Stored entries
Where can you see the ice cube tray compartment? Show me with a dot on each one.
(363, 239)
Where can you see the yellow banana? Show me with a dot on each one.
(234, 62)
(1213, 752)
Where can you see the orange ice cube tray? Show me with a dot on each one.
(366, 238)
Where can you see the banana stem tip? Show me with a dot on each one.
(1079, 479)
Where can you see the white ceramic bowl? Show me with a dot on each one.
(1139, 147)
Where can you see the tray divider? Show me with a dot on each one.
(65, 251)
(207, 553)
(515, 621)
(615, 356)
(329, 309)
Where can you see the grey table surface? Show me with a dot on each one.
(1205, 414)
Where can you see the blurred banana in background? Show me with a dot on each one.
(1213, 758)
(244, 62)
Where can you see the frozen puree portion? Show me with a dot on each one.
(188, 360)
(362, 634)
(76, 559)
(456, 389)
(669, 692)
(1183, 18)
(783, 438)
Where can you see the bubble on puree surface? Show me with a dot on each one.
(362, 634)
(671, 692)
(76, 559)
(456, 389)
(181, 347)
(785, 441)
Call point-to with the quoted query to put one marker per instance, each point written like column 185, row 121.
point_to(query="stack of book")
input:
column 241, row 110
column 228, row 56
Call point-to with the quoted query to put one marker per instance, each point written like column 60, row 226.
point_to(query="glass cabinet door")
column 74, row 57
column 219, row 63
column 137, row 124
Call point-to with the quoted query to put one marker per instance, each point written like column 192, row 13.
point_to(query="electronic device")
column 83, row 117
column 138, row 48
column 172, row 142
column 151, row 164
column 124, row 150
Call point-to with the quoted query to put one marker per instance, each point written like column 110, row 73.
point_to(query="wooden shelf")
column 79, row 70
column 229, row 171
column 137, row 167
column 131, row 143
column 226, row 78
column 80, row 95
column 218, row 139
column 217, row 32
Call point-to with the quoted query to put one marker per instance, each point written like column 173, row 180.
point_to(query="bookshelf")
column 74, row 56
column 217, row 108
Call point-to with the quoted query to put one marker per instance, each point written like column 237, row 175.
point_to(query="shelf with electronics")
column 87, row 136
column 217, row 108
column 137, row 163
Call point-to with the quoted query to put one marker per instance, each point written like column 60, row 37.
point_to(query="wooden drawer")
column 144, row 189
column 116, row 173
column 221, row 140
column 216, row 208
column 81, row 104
--
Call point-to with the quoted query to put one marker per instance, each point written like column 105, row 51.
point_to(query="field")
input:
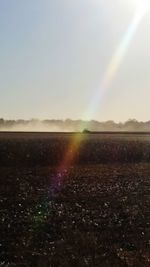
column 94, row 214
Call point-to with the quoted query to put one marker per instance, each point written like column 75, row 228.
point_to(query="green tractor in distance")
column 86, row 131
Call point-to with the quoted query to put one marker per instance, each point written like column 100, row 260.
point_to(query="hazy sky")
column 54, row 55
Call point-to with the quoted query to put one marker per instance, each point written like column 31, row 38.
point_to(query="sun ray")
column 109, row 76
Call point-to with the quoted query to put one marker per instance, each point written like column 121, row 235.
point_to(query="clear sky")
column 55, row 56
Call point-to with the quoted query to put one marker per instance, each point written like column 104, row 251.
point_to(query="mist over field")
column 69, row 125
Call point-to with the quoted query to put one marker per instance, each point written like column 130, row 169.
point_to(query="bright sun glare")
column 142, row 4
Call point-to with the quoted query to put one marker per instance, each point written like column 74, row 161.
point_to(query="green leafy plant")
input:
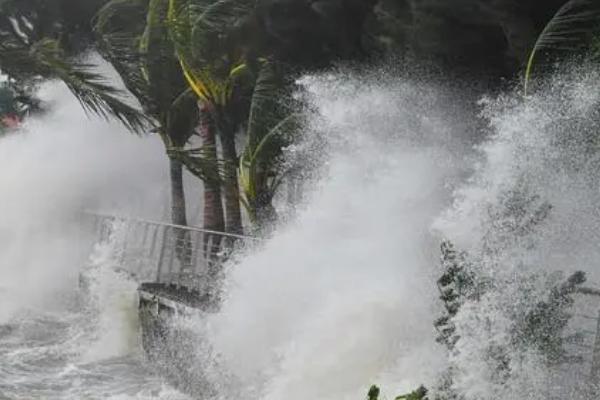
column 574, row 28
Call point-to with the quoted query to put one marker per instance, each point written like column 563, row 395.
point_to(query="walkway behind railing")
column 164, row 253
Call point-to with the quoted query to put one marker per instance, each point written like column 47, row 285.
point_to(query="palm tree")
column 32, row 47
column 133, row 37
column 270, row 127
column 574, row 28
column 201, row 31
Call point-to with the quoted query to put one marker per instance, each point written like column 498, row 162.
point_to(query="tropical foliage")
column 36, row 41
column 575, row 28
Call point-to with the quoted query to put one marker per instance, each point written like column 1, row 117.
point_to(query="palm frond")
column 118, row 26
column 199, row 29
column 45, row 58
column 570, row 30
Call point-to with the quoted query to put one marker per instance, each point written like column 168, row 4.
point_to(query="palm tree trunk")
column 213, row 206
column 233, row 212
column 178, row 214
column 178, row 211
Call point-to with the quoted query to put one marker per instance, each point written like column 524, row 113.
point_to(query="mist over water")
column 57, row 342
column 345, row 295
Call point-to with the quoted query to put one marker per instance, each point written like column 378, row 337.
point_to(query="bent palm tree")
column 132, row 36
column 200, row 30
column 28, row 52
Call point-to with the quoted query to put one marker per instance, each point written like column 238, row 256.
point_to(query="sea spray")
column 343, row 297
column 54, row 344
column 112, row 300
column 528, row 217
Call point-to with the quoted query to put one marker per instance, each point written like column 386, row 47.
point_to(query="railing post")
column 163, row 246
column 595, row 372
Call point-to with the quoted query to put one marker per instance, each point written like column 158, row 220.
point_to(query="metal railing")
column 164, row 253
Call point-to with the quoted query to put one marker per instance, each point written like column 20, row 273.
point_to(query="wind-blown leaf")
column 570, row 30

### Task details
Using the data above, transcribe the lines that run from the line with "Where can you see the ice" to the line with "237, row 175.", both ends kept, and output nothing else.

### Response to the exercise
Where can you see the ice cube tray compartment? Show me with a dot on each one.
(363, 239)
Where can you see the yellow banana? Show me with a dot on each one.
(234, 62)
(1213, 752)
Where can you see the orange ice cube tray? Show me with a dot on each one.
(366, 238)
Where can you see the banana stem tip? Show me with a dot on each one.
(1079, 479)
Where can you see the white ceramic bowl? Show me with a dot on each one.
(1139, 147)
Where can you see the tray divider? Show me with a dot on each one.
(65, 251)
(207, 553)
(515, 621)
(615, 356)
(329, 309)
Where can you see the grey table surface? Show me with a dot on each one.
(1205, 414)
Where can you see the blurred banana in background? Show me with a dot on each one.
(1213, 758)
(244, 62)
Where can you see the frozen puree portion? Show me with a dot on each one.
(188, 360)
(362, 634)
(76, 559)
(456, 389)
(669, 692)
(1183, 18)
(783, 438)
Where can you see the bubble on puree surface? Show me with a dot on each one.
(362, 634)
(671, 692)
(76, 559)
(456, 389)
(181, 347)
(785, 441)
Call point-to with the quoted query to put one marker per instance, each point written like column 185, row 121.
point_to(query="stack of book")
input:
column 241, row 110
column 228, row 56
Call point-to with the quoted query to put one marker per instance, each point written like column 60, row 226.
point_to(query="glass cabinet door")
column 74, row 57
column 219, row 63
column 137, row 124
Call point-to with the quoted query to put one marker per instance, each point written like column 192, row 13.
point_to(query="electronic device")
column 83, row 117
column 138, row 48
column 172, row 142
column 151, row 164
column 124, row 150
Call point-to with the quoted query to put one marker per instance, each point written like column 110, row 73.
point_to(query="wooden shelf")
column 79, row 70
column 229, row 171
column 137, row 167
column 131, row 143
column 226, row 78
column 80, row 95
column 218, row 139
column 217, row 32
Call point-to with the quoted query to put one marker per instance, each point written like column 173, row 180.
point_to(query="bookshelf")
column 74, row 56
column 217, row 108
Call point-to with the quoted query to put one marker per instance, each point written like column 237, row 175.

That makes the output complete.